> Exercise instructions
Turn every line of all the records below into a numbered list, skipping any blank lines. Leave the pictures out of your answer.

A run of records:
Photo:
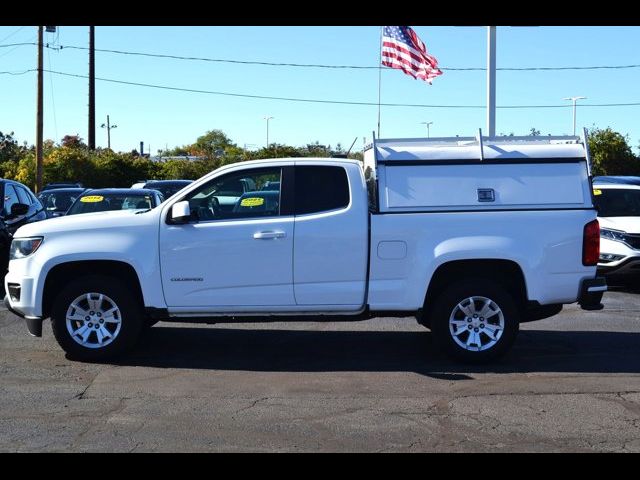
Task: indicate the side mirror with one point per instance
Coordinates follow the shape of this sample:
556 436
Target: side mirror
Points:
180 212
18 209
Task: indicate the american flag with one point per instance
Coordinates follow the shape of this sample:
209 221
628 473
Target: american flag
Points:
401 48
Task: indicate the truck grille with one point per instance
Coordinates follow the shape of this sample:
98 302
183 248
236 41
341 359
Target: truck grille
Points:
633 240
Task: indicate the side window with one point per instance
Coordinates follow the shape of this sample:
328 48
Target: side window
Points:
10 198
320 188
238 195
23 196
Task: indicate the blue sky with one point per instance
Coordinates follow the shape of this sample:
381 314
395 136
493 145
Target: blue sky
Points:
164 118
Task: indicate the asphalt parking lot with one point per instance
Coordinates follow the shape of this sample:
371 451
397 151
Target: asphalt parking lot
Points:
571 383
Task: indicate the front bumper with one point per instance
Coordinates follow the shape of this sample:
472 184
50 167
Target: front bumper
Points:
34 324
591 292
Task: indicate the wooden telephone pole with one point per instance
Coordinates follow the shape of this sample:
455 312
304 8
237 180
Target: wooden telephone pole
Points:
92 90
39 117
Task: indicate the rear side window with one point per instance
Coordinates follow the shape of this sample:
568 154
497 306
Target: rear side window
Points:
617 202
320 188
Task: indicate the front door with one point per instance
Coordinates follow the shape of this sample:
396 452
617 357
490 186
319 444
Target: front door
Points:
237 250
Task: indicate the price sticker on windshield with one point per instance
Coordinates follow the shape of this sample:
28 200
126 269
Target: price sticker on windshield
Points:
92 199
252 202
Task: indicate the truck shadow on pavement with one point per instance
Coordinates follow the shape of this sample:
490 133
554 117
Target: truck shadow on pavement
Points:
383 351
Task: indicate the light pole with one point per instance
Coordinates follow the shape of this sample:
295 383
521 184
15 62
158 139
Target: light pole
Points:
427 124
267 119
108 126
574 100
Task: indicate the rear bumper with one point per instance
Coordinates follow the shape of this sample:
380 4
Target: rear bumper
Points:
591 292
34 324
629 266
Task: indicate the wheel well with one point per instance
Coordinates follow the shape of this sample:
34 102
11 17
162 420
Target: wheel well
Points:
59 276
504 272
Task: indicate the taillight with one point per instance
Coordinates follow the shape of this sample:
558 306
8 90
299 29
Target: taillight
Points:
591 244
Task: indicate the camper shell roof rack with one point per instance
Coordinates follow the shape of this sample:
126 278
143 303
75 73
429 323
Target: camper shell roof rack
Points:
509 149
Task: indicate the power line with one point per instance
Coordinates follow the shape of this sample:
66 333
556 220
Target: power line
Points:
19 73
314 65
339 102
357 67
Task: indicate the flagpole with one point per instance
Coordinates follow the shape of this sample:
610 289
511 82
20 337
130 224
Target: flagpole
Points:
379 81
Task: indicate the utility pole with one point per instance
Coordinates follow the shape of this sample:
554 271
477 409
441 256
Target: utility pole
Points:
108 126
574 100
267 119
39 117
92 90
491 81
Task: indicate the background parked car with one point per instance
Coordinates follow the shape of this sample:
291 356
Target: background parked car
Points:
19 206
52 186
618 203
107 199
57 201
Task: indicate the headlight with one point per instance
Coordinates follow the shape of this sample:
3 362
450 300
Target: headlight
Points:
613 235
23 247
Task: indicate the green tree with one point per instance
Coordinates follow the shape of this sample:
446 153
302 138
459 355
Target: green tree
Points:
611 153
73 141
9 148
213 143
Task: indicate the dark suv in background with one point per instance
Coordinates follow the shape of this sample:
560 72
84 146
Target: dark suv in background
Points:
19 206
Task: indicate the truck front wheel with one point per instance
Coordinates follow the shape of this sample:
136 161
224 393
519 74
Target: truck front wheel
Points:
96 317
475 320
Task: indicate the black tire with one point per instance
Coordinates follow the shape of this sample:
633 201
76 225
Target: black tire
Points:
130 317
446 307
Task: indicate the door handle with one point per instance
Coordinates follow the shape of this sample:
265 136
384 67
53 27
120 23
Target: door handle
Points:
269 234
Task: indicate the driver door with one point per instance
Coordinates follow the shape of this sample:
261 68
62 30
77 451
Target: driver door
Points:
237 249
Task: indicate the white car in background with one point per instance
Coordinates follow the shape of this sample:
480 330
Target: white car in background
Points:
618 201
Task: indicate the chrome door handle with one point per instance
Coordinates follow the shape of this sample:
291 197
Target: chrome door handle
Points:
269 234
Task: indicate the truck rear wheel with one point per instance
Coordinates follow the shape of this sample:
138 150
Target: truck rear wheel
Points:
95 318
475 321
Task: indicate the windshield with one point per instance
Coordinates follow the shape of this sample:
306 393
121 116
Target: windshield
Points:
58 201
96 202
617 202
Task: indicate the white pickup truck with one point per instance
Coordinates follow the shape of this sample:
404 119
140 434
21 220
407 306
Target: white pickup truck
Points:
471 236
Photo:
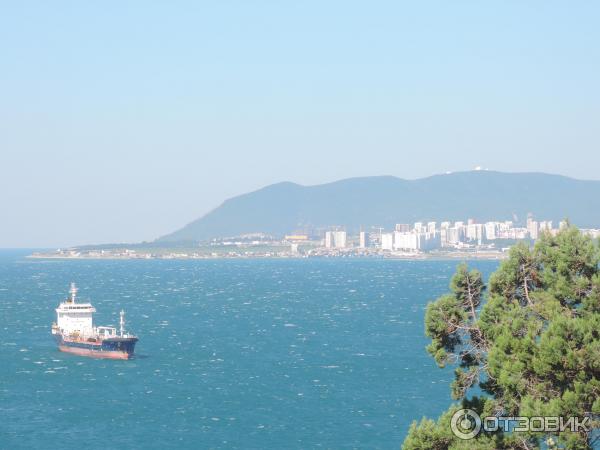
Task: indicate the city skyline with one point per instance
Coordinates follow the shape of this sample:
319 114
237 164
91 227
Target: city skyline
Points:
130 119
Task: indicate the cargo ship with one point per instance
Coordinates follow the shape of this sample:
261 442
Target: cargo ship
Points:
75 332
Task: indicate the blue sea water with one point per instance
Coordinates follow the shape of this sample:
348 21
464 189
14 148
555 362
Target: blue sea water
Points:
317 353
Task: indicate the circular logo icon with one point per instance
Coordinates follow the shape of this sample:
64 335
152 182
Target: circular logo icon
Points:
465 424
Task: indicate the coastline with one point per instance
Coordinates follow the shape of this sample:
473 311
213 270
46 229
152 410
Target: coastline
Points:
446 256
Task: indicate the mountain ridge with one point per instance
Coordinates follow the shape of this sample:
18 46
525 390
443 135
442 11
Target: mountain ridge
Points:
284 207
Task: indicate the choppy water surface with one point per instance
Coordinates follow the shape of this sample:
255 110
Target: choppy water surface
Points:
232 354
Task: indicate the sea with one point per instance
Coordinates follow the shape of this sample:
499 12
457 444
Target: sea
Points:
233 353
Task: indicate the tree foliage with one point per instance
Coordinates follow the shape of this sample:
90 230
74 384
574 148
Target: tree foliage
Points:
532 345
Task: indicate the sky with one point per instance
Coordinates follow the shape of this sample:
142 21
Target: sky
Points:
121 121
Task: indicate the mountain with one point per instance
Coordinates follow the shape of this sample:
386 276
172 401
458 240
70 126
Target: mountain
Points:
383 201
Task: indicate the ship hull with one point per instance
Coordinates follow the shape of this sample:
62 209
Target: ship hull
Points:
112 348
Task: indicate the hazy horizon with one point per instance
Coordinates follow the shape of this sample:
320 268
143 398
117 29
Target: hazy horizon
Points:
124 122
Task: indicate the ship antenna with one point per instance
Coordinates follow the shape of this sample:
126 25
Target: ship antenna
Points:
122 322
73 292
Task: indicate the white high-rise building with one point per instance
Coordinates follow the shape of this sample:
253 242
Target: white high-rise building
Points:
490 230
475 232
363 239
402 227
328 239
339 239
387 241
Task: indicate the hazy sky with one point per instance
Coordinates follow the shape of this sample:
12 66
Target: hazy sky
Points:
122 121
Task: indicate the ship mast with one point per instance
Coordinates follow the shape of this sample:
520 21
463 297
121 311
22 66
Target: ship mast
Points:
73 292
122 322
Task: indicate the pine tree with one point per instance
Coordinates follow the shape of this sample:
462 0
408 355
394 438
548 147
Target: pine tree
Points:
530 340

> Answer to this task
1. Photo:
2. Task: indicate the side mirror with one point per instance
3. Coordinates follow the shape of this sample:
4. 556 436
5. Target: side mirror
6. Points:
7. 180 212
8. 18 209
9. Task: indicate the american flag with one point per instance
10. Coordinates follow the shape of this sample:
11. 209 221
12. 628 473
13. Target: american flag
14. Points:
15. 401 48
16. Task: indicate the truck grille with one point per instance
17. Coordinates follow the shape of this sample:
18. 98 302
19. 183 248
20. 236 41
21. 341 359
22. Target: truck grille
23. Points:
24. 633 240
25. Task: indicate the side window with one point per instance
26. Coordinates follow the shape of this sample:
27. 328 48
28. Target: side window
29. Points:
30. 10 198
31. 320 188
32. 238 195
33. 23 196
34. Task: indicate the blue sky with one point per instance
35. Coordinates follow the shape of this sample:
36. 381 314
37. 395 136
38. 493 145
39. Target: blue sky
40. Points:
41. 164 118
42. Task: indicate the asphalt parking lot with one point per instance
43. Coordinates follow the shape of this sample:
44. 371 451
45. 397 151
46. Target: asphalt parking lot
47. Points:
48. 571 383
49. Task: indicate the front bumper with one point per instance
50. Coordinates follow the shape of this sample:
51. 472 184
52. 50 167
53. Target: front bumper
54. Points:
55. 34 324
56. 591 292
57. Task: indicate the wooden telephone pole with one point per instance
58. Coordinates follow the shape of this sample:
59. 455 312
60. 304 8
61. 237 180
62. Target: wooden telephone pole
63. Points:
64. 92 90
65. 39 117
66. Task: indicate the rear side window with one point per instance
67. Coordinates follow the shape of this sample:
68. 568 154
69. 497 306
70. Target: rear side window
71. Points:
72. 617 202
73. 320 188
74. Task: indicate the front door with one point per instance
75. Coordinates follow the shape of this sample:
76. 396 452
77. 617 357
78. 490 186
79. 319 444
80. Target: front door
81. Points:
82. 237 250
83. Task: indicate the price sticker on windshield with one point per instance
84. Coordinates follow the shape of this sample:
85. 28 200
86. 126 269
87. Target: price sticker on windshield
88. Points:
89. 92 199
90. 252 202
91. Task: indicate the truck shadow on pavement with one point per instance
92. Coordinates follow the shape of this sample:
93. 490 133
94. 554 117
95. Target: truck shadow on pavement
96. Points:
97. 383 351
98. Task: indicate the light pole with one point per instance
99. Coordinates follow the shape of this sample:
100. 295 383
101. 521 184
102. 15 62
103. 158 139
104. Target: light pole
105. Points:
106. 427 124
107. 267 119
108. 108 126
109. 574 100
110. Task: indicate the rear bumper with one point per instance
111. Coordinates follow the shape of this sample:
112. 380 4
113. Target: rear bumper
114. Points:
115. 591 292
116. 34 324
117. 629 266
118. Task: indicate the wheel well with one point per instance
119. Coordinates follow the shape of this sample:
120. 34 102
121. 11 17
122. 162 420
123. Target: wheel well
124. Points:
125. 59 276
126. 504 272
127. Task: indicate the taillight with one point per instance
128. Coordinates follow the shape of this sample:
129. 558 306
130. 8 90
131. 299 29
132. Target: taillight
133. Points:
134. 591 244
135. Task: indicate the camper shell roof rack with one point per instance
136. Coordinates follow the shape of this sample:
137. 126 278
138. 143 303
139. 75 73
140. 429 323
141. Target: camper shell roof rack
142. Points:
143. 509 149
144. Task: indicate the power line with one point per instance
145. Coordinates follow the shape of this sample:
146. 66 333
147. 556 220
148. Target: power line
149. Points:
150. 19 73
151. 314 65
152. 339 102
153. 357 67
154. Task: indicate the flagpole with one point per instance
155. Coordinates follow the shape of this sample:
156. 610 289
157. 511 82
158. 20 337
159. 130 224
160. Target: flagpole
161. Points:
162. 379 81
163. Task: indicate the utility pole with one point per instance
164. Coordinates follow the shape of this sample:
165. 554 271
166. 477 409
167. 441 256
168. Target: utility pole
169. Points:
170. 108 126
171. 574 100
172. 267 119
173. 39 117
174. 92 90
175. 491 81
176. Task: indicate the background parked car with one point per instance
177. Coordinates follow the shape of this sample:
178. 291 356
179. Target: background parked car
180. Points:
181. 19 206
182. 52 186
183. 618 203
184. 107 199
185. 57 201
186. Task: indicate the headlight with one point per instance
187. Coordinates follow the shape of this sample:
188. 3 362
189. 450 300
190. Target: headlight
191. Points:
192. 613 235
193. 23 247
194. Task: indicate the green tree with one point per instance
195. Coordinates follow the shape of this sample:
196. 446 153
197. 302 138
198. 459 355
199. Target: green tree
200. Points:
201. 611 153
202. 73 141
203. 9 148
204. 213 143
205. Task: indicate the dark suv in background with one point per instance
206. Coordinates follow the shape of this sample:
207. 560 72
208. 84 146
209. Target: dark suv in background
210. Points:
211. 19 206
212. Task: indicate the truck front wheel with one point per instance
213. Coordinates follow the shape of this sample:
214. 136 161
215. 224 393
216. 519 74
217. Target: truck front wheel
218. Points:
219. 96 317
220. 475 320
221. Task: indicate the black tire with one point per instance
222. Coordinates follow the shape of this sample:
223. 633 201
224. 76 225
225. Target: black tire
226. Points:
227. 130 317
228. 446 307
229. Task: indicate the door handle with one point per instance
230. Coordinates follow the shape of this sample:
231. 265 136
232. 384 67
233. 53 27
234. 120 23
235. Target: door handle
236. Points:
237. 269 234
238. Task: indicate the driver door with one point per instance
239. Coordinates follow the shape of this sample:
240. 261 68
241. 62 30
242. 77 451
243. Target: driver door
244. Points:
245. 237 249
246. Task: indicate the white car in background with one point per instance
247. Coordinates follow the shape of this sample:
248. 480 330
249. Target: white car in background
250. Points:
251. 618 201
252. Task: indicate the chrome door handle with one point per instance
253. Coordinates follow the shape of this sample:
254. 291 197
255. Target: chrome door handle
256. Points:
257. 269 234
258. Task: indicate the truck rear wheel with one point per instance
259. Coordinates follow the shape of this sample:
260. 138 150
261. Target: truck rear wheel
262. Points:
263. 95 318
264. 475 321
265. Task: indicate the windshield with one point per instance
266. Coordinates follow the shape of this sample:
267. 306 393
268. 121 116
269. Target: windshield
270. Points:
271. 58 201
272. 96 202
273. 617 202
274. Task: indicate the white pickup truck with one point per instance
275. Coordinates follow the shape of this sample:
276. 404 119
277. 140 434
278. 21 220
279. 407 306
280. Target: white pickup truck
281. Points:
282. 471 236
283. Photo:
284. Task: indicate the city skyline with one point per instance
285. Coordinates follow the shape of this sample:
286. 319 114
287. 237 164
288. 91 227
289. Target: city skyline
290. Points:
291. 130 119
292. Task: indicate the cargo ship with one point per instance
293. Coordinates follow the shape of this sample:
294. 261 442
295. Target: cargo ship
296. Points:
297. 75 332
298. Task: indicate the blue sea water with one point per instance
299. Coordinates follow the shape of this sample:
300. 348 21
301. 464 189
302. 14 148
303. 555 362
304. Target: blue sea water
305. Points:
306. 317 353
307. Task: indicate the circular logo icon with one point per instance
308. Coordinates follow the shape of this sample:
309. 64 335
310. 152 182
311. Target: circular logo icon
312. Points:
313. 465 424
314. Task: indicate the coastline with one point per instance
315. Coordinates follow the shape of this sample:
316. 473 311
317. 213 270
318. 46 229
319. 152 410
320. Target: coastline
321. Points:
322. 446 256
323. Task: indicate the mountain ridge with one point per instance
324. Coordinates follow the shape of this sample:
325. 18 46
326. 525 390
327. 443 135
328. 442 11
329. Target: mountain ridge
330. Points:
331. 284 207
332. Task: indicate the choppy water surface with one point per instance
333. Coordinates follow the shape of this sample:
334. 255 110
335. Target: choppy water surface
336. Points:
337. 232 354
338. Task: indicate the sea with one point per instance
339. Coordinates follow the shape of this sample:
340. 499 12
341. 457 444
342. Target: sea
343. Points:
344. 233 353
345. Task: indicate the tree foliage with one point per instance
346. Coordinates follow the shape of this sample:
347. 90 230
348. 74 384
349. 574 148
350. Target: tree foliage
351. Points:
352. 532 345
353. Task: indicate the sky with one point per instance
354. Coordinates follow the shape of this sample:
355. 142 21
356. Target: sky
357. Points:
358. 121 121
359. Task: indicate the mountain with one point per instance
360. Coordinates follow the shape of this sample:
361. 386 276
362. 172 401
363. 458 240
364. 70 126
365. Target: mountain
366. Points:
367. 383 201
368. Task: indicate the ship hull with one point per instance
369. Coordinates follow the shape of this sample:
370. 62 209
371. Target: ship hull
372. Points:
373. 112 348
374. Task: indicate the hazy horizon with one point per instance
375. Coordinates follow the shape of this sample:
376. 320 268
377. 143 398
378. 117 29
379. Target: hazy horizon
380. Points:
381. 124 122
382. Task: indicate the ship antenna with one point per instance
383. Coordinates follow the shape of this sample:
384. 126 25
385. Target: ship antenna
386. Points:
387. 122 322
388. 73 292
389. Task: indicate the white high-rise building with one point per instance
390. Coordinates follow the shape of this sample:
391. 253 242
392. Target: white high-rise building
393. Points:
394. 490 230
395. 475 232
396. 363 239
397. 402 227
398. 328 239
399. 339 239
400. 387 241
401. Task: indicate the hazy sky with one point per instance
402. Coordinates follow the shape of this sample:
403. 12 66
404. Target: hazy sky
405. Points:
406. 122 121
407. Task: indicate the ship mast with one point per instance
408. Coordinates follow the shape of this sample:
409. 520 21
410. 463 297
411. 121 311
412. 22 66
413. Target: ship mast
414. Points:
415. 73 292
416. 122 322
417. Task: indicate the pine tree with one point per instance
418. Coordinates follow the shape of this sample:
419. 462 0
420. 408 355
421. 394 438
422. 548 147
423. Target: pine tree
424. Points:
425. 530 340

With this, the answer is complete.